— Start of EXCERPTED RECORDS —

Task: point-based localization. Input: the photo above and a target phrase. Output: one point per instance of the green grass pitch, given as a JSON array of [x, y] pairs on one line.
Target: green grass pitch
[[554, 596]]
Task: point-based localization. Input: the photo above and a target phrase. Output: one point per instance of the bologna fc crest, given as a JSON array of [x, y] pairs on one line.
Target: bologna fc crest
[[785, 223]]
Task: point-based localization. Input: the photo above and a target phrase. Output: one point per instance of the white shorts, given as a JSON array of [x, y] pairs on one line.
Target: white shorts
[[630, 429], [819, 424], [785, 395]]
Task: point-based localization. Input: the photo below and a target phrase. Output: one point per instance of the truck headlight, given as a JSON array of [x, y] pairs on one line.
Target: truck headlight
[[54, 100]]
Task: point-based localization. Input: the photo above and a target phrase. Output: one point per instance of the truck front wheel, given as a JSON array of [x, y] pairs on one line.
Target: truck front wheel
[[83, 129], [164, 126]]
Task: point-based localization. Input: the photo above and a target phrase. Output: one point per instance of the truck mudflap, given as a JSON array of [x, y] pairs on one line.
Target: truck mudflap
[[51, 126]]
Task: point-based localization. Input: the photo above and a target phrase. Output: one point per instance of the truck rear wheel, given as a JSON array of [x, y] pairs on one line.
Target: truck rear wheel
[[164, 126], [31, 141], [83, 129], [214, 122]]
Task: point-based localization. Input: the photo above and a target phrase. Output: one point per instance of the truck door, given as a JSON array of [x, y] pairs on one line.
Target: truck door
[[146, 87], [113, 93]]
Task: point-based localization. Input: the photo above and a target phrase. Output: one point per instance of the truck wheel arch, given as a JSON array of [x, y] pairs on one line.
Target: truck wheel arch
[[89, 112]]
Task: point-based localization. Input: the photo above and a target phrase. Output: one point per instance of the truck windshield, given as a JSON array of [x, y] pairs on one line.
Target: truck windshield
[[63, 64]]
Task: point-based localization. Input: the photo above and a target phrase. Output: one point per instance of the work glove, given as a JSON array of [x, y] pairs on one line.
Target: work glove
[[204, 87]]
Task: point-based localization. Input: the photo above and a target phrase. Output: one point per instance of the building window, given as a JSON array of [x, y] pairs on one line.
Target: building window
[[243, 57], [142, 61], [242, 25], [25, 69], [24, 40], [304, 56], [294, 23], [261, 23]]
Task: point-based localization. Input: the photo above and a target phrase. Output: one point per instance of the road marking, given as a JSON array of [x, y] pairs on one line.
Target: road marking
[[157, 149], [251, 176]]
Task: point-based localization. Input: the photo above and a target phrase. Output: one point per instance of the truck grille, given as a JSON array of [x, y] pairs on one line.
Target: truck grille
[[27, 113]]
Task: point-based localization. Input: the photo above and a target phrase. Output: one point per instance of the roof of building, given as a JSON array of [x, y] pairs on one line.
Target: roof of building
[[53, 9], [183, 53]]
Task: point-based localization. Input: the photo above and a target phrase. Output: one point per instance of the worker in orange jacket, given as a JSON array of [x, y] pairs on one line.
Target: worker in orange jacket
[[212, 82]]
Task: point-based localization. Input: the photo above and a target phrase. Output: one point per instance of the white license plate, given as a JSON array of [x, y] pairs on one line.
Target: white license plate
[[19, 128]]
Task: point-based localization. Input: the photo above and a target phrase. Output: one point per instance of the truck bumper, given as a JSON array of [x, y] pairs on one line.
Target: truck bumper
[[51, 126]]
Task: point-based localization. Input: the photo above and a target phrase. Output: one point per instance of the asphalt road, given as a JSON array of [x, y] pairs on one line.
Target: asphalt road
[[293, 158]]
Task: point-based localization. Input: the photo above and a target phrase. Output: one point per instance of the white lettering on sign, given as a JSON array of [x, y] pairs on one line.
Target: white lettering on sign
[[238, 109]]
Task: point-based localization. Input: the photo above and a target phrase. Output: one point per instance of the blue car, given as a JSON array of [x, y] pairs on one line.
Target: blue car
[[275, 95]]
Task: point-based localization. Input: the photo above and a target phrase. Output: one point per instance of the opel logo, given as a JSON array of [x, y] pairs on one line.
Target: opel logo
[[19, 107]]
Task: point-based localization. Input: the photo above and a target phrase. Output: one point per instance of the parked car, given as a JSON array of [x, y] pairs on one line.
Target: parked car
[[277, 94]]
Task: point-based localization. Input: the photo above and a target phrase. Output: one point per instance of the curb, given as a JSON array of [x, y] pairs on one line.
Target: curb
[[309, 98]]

— End of EXCERPTED RECORDS —

Please output the data above as a JSON list of strings, one string per line, leaving out any blank lines.

* **RESPONSE TO THIS TASK**
[
  "Task: point-based localization. Input: the photo above and a target phrase. Output: one point per instance of the green grass pitch, given as a JSON array of [x, y] pairs on one line.",
  "Target: green grass pitch",
  "[[554, 596]]",
  "Task: point-based localization. Input: the photo above and a target phrase. Output: one point per instance of the bologna fc crest, given as a JSON array of [x, y] pairs on one line.",
  "Target: bologna fc crest",
  "[[785, 223]]",
  "Task: point-based localization. Input: the photo above and a target phrase. Output: one point per instance of the white shorts, given as a JSON array of [x, y] pairs on one line.",
  "Target: white shorts",
  "[[630, 429], [819, 424], [785, 395]]",
  "Task: point-based localization. Input: the photo below and a target phrase. Output: one point per instance of the truck headlight, given as a JSON array of [x, y] pairs on one line.",
  "Target: truck headlight",
  "[[54, 100]]",
  "Task: point-based localization. Input: the photo above and a target phrase. Output: one point per instance of the truck front wheel, given as a JSON array of [x, y] pairs on one line.",
  "Target: truck front wheel",
  "[[83, 129], [164, 126]]",
  "Task: point-based localization. Input: the photo above and a target phrase. Output: one point per instance of the truck mudflap, given as a JSON array of [x, y] pairs on one line.",
  "Target: truck mudflap",
  "[[51, 126]]",
  "Task: point-based localization. Input: the photo above and a target phrase. Output: one point per instance of the truck rear wheel, given as a JSON array of [x, y] pairs on one line.",
  "Target: truck rear wheel",
  "[[164, 126], [31, 141], [83, 129], [214, 122]]",
  "Task: point-based localization. Input: the photo above and a target phrase. Output: one point per instance of the truck door, given as a JSON array of [x, y] pairs on one line.",
  "Target: truck door",
  "[[146, 87], [113, 93]]",
  "Task: point-based localization. Input: the photo above and a target phrase. Output: one point per instance of the truck wheel arch, given as a JSON array of [x, y] pairs on one line.",
  "Target: truck wheel arch",
  "[[89, 112]]",
  "Task: point-based localization. Input: the photo above and a target phrase. Output: one point per instance of the truck windshield, given as a JSON array of [x, y] pairs on one line.",
  "Target: truck windshield",
  "[[63, 64]]",
  "Task: point-based localization. Input: the photo above and a target phrase. Output: one point per instance of the work glove, given as a JSON array of [x, y] pairs on one line.",
  "Target: work glove",
  "[[204, 87]]",
  "Task: point-based localization. Input: the photo above and a target phrase. Output: one point per instance of the building window, given as a JSON array of [x, y] pairs on one line.",
  "Target: building window",
  "[[243, 57], [142, 61], [242, 25], [25, 69], [24, 40], [304, 56], [294, 23], [261, 23]]",
  "Task: point-based localization. Input: the photo above and a target phrase. Output: one point per instance of the road marking, given as a JSON array of [x, y] pairs on one line.",
  "Target: road marking",
  "[[157, 149], [251, 176]]",
  "Task: point-based localization. Input: the photo above and a target phrase. Output: one point per instance of the truck grille, given as a JSON array of [x, y] pairs on one line.",
  "Target: truck grille",
  "[[27, 113]]",
  "Task: point-based localization. Input: the photo above and a target phrase. Output: one point per instance of the roof of building, given as a JSON array of [x, y] pairs on one line.",
  "Target: roof of building",
  "[[53, 9], [183, 53]]",
  "Task: point-based localization. Input: the photo above and a target phrase. Output: one point per instance of the worker in orange jacket, given as a JSON array of [x, y] pairs on one line.",
  "Target: worker in orange jacket",
  "[[212, 82]]",
  "Task: point-based localization. Input: the photo above and a target phrase. Output: one point per instance of the white license plate, given as a JSON array of [x, y] pairs on one line.",
  "Target: white license plate",
  "[[19, 128]]",
  "Task: point-based localization. Input: the photo above and a target phrase. Output: one point per instance of the truck bumper, given as a JSON array of [x, y] pairs on one line.",
  "Target: truck bumper",
  "[[51, 126]]",
  "Task: point-based localization. Input: the photo above and a target phrase. Output: one point per instance of the asphalt road, given as a JSON array of [x, y] pairs on one line.",
  "Target: asphalt road",
  "[[293, 158]]",
  "Task: point-based localization. Input: the photo above and a target phrase. Output: one point per instance of the white lettering on sign, given as a JSON array of [x, y] pairs on one line.",
  "Target: white lettering on sign",
  "[[238, 109]]",
  "Task: point-based localization. Input: the photo above and a target phrase. Output: one point per instance of the blue car, given as a JSON array of [x, y] pairs on one line.",
  "Target: blue car",
  "[[275, 95]]",
  "Task: point-based localization. Input: the photo above and a target phrase. Output: one point per instance of the opel logo, given as a JSON array of [x, y] pairs on one line.",
  "Target: opel logo",
  "[[19, 107]]",
  "Task: point-based localization. Input: the photo above and a target phrase. Output: one point per instance of the parked car, given as a JSON array of [x, y] pairs on one line.",
  "Target: parked car",
  "[[277, 94]]",
  "Task: point-based localization. Input: the photo above and a target phrase. Output: one point per instance of the curb, given as a JSON array of [x, y] pairs on one line.",
  "Target: curb",
  "[[309, 98]]"
]